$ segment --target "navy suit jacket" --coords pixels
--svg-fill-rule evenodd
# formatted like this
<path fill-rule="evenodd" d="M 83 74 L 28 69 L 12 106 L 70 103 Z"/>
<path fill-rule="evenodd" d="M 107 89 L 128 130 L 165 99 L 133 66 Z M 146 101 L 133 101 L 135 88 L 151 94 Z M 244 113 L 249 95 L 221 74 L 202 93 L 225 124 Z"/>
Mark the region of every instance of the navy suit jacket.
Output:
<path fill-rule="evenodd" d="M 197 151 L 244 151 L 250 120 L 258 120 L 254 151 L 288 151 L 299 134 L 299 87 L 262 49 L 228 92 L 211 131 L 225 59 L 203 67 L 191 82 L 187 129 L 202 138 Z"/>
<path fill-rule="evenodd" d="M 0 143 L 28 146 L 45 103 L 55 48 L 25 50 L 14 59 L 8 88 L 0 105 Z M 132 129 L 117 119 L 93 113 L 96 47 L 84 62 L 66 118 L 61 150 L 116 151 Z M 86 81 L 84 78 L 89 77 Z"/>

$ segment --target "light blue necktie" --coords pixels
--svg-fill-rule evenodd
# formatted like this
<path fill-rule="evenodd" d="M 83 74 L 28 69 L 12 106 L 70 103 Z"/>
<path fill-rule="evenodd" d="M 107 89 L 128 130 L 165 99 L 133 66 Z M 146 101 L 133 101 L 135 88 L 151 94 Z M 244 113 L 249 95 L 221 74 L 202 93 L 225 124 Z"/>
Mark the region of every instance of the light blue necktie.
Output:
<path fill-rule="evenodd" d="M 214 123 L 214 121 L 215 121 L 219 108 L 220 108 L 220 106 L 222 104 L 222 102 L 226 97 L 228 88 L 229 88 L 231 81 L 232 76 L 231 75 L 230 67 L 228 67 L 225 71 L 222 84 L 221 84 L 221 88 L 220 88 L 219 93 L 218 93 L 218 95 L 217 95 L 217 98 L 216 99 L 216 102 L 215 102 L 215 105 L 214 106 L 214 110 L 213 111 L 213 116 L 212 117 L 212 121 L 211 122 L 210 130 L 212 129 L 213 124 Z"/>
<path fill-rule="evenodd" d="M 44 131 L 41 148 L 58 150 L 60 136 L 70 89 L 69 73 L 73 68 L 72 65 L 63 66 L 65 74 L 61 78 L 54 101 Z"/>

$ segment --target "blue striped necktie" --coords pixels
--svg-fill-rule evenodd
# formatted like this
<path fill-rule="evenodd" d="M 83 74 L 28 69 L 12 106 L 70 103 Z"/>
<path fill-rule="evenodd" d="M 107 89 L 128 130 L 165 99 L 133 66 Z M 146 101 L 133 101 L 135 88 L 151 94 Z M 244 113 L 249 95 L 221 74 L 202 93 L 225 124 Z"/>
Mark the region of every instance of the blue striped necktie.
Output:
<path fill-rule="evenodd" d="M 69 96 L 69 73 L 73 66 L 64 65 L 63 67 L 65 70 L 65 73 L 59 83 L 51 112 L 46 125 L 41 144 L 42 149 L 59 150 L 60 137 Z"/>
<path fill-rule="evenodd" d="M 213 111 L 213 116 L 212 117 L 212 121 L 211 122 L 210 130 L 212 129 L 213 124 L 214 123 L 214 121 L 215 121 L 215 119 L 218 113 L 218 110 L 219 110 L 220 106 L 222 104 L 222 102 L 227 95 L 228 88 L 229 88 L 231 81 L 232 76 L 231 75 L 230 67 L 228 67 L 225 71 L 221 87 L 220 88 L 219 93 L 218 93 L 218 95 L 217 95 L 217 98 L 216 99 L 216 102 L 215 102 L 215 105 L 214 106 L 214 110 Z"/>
--
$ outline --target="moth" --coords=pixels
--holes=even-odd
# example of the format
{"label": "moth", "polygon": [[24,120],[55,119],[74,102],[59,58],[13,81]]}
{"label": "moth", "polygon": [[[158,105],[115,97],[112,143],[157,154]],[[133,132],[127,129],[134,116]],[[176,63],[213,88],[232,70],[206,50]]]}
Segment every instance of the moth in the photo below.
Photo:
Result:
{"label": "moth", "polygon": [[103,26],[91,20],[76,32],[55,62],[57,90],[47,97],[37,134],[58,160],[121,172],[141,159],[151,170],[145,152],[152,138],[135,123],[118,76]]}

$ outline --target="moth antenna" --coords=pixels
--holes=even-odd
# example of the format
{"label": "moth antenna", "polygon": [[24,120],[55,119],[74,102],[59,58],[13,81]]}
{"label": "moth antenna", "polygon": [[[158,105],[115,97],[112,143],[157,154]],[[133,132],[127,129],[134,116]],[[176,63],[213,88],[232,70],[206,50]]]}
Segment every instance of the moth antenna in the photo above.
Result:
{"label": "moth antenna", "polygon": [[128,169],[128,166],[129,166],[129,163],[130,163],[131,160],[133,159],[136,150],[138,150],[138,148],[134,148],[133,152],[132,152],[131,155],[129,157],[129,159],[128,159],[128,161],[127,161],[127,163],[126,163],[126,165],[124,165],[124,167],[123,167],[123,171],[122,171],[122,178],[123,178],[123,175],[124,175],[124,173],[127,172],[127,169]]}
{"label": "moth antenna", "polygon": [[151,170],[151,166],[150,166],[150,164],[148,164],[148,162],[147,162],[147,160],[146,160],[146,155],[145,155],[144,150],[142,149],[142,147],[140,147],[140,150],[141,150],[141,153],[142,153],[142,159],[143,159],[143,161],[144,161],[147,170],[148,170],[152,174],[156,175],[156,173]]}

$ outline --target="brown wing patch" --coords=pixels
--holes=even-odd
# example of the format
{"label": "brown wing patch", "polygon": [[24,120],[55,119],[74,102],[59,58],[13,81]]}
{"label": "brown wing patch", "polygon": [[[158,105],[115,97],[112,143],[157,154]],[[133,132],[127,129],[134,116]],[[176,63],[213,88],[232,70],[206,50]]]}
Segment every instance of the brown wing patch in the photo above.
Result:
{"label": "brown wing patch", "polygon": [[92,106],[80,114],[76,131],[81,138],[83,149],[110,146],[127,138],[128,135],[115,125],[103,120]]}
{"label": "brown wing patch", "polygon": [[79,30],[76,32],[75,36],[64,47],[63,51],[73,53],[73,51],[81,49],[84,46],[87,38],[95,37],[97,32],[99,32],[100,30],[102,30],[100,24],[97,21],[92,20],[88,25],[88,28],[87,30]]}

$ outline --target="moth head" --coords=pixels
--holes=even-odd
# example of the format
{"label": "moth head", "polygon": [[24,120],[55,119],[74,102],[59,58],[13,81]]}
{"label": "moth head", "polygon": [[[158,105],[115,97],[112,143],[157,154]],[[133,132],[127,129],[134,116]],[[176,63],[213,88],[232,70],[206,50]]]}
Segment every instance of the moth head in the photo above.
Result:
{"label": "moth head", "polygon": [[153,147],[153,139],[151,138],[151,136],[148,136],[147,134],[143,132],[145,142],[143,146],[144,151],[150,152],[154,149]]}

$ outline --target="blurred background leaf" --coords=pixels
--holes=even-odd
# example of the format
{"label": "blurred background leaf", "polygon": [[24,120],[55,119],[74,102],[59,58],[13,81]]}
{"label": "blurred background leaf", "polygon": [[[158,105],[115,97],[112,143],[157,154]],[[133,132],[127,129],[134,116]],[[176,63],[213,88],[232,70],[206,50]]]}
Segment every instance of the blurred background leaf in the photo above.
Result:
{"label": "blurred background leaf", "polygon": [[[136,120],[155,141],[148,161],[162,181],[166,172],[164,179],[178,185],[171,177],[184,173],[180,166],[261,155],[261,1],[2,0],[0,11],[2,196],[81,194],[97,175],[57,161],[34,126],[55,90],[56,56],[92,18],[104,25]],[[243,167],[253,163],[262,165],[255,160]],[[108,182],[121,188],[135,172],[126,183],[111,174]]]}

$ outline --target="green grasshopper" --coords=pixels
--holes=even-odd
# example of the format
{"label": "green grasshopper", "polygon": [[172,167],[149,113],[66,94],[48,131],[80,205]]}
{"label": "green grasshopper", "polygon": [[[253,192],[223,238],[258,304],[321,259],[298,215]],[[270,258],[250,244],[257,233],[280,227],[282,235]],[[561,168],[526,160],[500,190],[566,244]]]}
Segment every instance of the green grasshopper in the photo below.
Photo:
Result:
---
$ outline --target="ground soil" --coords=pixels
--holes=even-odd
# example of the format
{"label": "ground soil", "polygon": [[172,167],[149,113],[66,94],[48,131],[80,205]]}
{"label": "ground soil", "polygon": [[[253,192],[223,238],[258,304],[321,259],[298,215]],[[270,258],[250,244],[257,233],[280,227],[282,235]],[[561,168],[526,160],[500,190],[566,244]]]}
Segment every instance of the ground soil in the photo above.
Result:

**Objective**
Please gather every line of the material that contains the string "target", matching case exactly.

**Solution to this task**
$ segment --target "navy suit jacket" --coords pixels
$ segment --target "light blue necktie" --coords pixels
$ segment --target "blue striped necktie" --coords pixels
$ outline --target="moth" --coords=pixels
$ outline --target="moth antenna" --coords=pixels
$ outline --target="brown wing patch" --coords=pixels
$ outline --target="moth head" --coords=pixels
$ outline --target="blurred background leaf" --coords=pixels
$ outline --target="green grasshopper" --coords=pixels
$ outline --target="ground soil" --coords=pixels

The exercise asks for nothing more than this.